■ WORK INSTRUCTIONS ■
• a. Copy the Facebook app review discussion verbatim, covering everything from "Obviously, we can't" down to "Catch 22 scenario...".
• b. Identify every line of the rows that contains the string "Please", matching case exactly.

■ TEXT PASSAGE ■
9

We would like to allow users to signup for our site with their Facebook credentials. We'd also like to read the user's location during signup, for which FB now require approval.

Obviously, we can't launch the site until users can signup, but FB won't approve the app until they've tested the login. I'm obviously missing something because this is a bit of a Catch 22 scenario...

(this was kind of asked here: How to go through facebook review process on existing site with high traffic?, but not answered for the case beyond simple login)

Community
  • 1
  • 1
Paul
  • 494
  • 5
  • 8
  • Can't you run in [sandbox mode](http://stackoverflow.com/questions/20589213/how-to-enable-disable-sandbox-mode-in-facebook-app) ? – Nir Alfasi Aug 15 '14 at 22:03
  • 1
    Can ordinary users login to the app in test mode? I thought only designated developers/testers/etc could login in sandbox mode? – Paul Aug 15 '14 at 22:22
  • I'm pretty sure that *anybody* can access a sandbox app - but it's been a while before I last tested it – Nir Alfasi Aug 15 '14 at 23:30
  • No if a user isn't granted some kind of access in the developer console, they can't login to my app. – Paul Aug 17 '14 at 22:57
  • and you believe that FB testers are incompetent and won't grant themselves permissions to review your app on sandbox ? (you might be right - I have no idea...). – Nir Alfasi Aug 18 '14 at 01:39
  • 3
    I think we're straying off topic here. The point of my question is that FB won't approve the app until they've tested it, but I'm not going to deploy it until it's approved - so how do FB approve something that's not deployed, or how do I deploy something in such a way that regular people don't get errors? – Paul Aug 18 '14 at 03:51
  • Paul, were you able to find the answer? – Leo Dec 17 '14 at 20:15
  • No but, everything seems to work OK though - at least for now, and/or for minimal permissions. Nothing has been turned off. It seems you can still request a more controlled permission (such as location), and get it, if the user approves it. We're only using FB for login credentials, so we've modified our signup process a little to cope with the situation where user's don't give us something. Maybe FB are trying to be more Apple-like with the review process, but have to deal with the legacy way they have things set up. – Paul Dec 18 '14 at 17:38
  • Just had my app approved by FB - send them a simulator build of your app. – bobo2000 Jul 13 '15 at 20:36

1 Answers1

3

Facebook reviews apps, in your case, the user_location permission, by seeing how your app is using the permission through test users. If there's a test user that works for you, please submit with these credentials, step by step instructions as well as detailed screenshots so reviewers can replicate this process. Once the review team understands how your app is using this permission, your app can now pull ANYONE'S location. You can read more about test users here: https://developers.facebook.com/docs/apps/test-users

*edit

Thanks for clarifying. Technically, your app doesn't have to be "live." It just needs full functionality and real-environment UI and able to demonstrate how it is using the Facebook's permissions. Instead of submitting it onto the iTunes store, Facebook also reviews your app through a sim build: https://developers.facebook.com/docs/ios/creating-ios-simulator-build-for-review. Once this is approved, then deploy your app. This way, your users won't have a bad experience. I hope that answers your question. If not, let me know where you're unclear and I'll try to clarify.

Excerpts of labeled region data
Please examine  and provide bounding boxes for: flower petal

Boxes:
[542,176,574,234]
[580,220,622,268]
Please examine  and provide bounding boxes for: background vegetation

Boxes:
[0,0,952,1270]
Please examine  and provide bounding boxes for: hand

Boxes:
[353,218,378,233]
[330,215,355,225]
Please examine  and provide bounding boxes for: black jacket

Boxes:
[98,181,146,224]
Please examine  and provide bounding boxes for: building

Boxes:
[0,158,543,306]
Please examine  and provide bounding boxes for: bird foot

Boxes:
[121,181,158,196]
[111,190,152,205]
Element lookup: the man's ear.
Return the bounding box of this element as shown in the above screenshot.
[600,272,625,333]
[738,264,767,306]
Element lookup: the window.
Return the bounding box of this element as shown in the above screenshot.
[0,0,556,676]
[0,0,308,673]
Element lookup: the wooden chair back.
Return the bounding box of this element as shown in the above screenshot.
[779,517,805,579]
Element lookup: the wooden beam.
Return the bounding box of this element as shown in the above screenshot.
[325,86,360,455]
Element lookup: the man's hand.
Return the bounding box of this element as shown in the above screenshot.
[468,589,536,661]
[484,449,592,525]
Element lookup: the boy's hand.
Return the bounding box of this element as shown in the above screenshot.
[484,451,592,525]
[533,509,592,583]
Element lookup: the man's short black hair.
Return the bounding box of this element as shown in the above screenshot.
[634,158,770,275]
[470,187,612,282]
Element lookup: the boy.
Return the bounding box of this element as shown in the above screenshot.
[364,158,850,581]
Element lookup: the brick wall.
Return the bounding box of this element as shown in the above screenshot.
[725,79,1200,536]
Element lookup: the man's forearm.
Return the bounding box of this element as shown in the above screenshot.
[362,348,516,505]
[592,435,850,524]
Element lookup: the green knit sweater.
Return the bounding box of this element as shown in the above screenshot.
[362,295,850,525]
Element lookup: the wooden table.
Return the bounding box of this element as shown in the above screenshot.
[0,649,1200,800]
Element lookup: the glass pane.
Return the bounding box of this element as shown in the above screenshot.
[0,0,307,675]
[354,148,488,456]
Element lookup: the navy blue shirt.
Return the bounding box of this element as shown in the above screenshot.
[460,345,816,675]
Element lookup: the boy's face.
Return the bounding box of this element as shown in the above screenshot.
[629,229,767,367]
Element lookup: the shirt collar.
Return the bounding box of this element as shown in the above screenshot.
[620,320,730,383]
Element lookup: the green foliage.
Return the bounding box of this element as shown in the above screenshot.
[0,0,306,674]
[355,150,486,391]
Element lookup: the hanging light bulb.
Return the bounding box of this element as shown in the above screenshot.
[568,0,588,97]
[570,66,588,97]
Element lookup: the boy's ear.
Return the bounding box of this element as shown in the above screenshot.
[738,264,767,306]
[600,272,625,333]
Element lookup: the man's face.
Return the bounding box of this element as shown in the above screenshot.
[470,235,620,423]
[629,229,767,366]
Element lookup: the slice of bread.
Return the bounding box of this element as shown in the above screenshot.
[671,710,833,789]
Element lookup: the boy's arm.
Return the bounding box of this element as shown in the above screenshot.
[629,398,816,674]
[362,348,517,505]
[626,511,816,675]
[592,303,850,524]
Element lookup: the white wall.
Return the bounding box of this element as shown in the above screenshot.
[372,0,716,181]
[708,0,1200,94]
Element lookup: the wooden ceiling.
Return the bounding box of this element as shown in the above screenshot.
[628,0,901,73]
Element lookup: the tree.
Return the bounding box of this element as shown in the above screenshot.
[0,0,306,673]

■ RESULTS OF THE EXERCISE ■
• a.
Obviously, we can't launch the site until users can signup, but FB won't approve the app until they've tested the login. I'm obviously missing something because this is a bit of a Catch 22 scenario...

• b.
Please examine  and provide bounding boxes for: flower petal
Please examine  and provide bounding boxes for: background vegetation
Please examine  and provide bounding boxes for: hand
Please examine  and provide bounding boxes for: black jacket
Please examine  and provide bounding boxes for: building
Please examine  and provide bounding boxes for: bird foot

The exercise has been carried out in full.